What this task involves: Print each entry word for word.

Records supplied:
>>>>

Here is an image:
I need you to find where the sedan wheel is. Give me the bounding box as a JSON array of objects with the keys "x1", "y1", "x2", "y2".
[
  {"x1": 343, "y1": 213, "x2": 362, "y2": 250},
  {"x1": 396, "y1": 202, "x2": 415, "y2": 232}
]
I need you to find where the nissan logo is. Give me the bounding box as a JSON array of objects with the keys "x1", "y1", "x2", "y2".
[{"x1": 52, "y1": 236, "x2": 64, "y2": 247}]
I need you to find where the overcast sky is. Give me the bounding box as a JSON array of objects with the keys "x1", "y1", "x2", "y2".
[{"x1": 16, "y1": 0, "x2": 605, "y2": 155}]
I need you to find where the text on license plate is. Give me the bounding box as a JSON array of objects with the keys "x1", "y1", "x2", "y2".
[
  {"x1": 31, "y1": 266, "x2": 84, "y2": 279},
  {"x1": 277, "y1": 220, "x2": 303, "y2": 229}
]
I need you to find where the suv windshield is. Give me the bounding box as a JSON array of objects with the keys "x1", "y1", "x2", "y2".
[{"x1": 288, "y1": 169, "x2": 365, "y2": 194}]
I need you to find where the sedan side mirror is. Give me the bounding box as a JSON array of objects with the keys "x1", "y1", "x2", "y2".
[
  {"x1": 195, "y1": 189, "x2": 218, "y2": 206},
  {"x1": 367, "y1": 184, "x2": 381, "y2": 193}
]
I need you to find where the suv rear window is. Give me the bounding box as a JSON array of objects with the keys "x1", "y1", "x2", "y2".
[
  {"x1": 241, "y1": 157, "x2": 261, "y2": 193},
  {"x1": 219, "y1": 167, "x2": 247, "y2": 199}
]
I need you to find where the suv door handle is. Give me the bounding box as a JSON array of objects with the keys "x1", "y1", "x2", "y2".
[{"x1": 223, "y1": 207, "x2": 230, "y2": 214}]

<<<<

Solution to the exercise:
Here is an image:
I need you to find where the sedan wheel is. Give me the bounding box as a JSON array of objects with the keys "x1", "y1", "x2", "y2".
[
  {"x1": 343, "y1": 213, "x2": 362, "y2": 250},
  {"x1": 396, "y1": 202, "x2": 415, "y2": 232}
]
I need you to find where the nissan logo is. Give me the bounding box as a JSON array of objects with the keys "x1", "y1", "x2", "y2".
[{"x1": 52, "y1": 236, "x2": 64, "y2": 247}]
I need you to find where the overcast sky is. Give me the bounding box as a JSON array of objects with the keys "x1", "y1", "x2", "y2".
[{"x1": 16, "y1": 0, "x2": 605, "y2": 155}]
I need you to find where the text on license plate is. Give me the bounding box as a JSON array of objects with the keys "x1", "y1", "x2", "y2".
[
  {"x1": 31, "y1": 266, "x2": 84, "y2": 279},
  {"x1": 277, "y1": 220, "x2": 303, "y2": 229}
]
I need you to find where the suv windshield is. Give me the bounding box as a JSON array of objects with the keys "x1", "y1", "x2", "y2".
[{"x1": 288, "y1": 169, "x2": 365, "y2": 194}]
I need you to find where the sedan side mirror is. Give me the bounding box as a JSON array of objects with the keys "x1", "y1", "x2", "y2".
[
  {"x1": 195, "y1": 189, "x2": 218, "y2": 206},
  {"x1": 367, "y1": 184, "x2": 381, "y2": 193}
]
I need you to find where the suv rear window is. Give me the bounding box as a JSON array of objects with the keys "x1", "y1", "x2", "y2".
[
  {"x1": 241, "y1": 157, "x2": 261, "y2": 193},
  {"x1": 219, "y1": 167, "x2": 247, "y2": 199}
]
I need you to find where the suv door handle is. Give me the bounding box as a JSON array of objects with the keys "x1", "y1", "x2", "y2".
[{"x1": 223, "y1": 207, "x2": 230, "y2": 214}]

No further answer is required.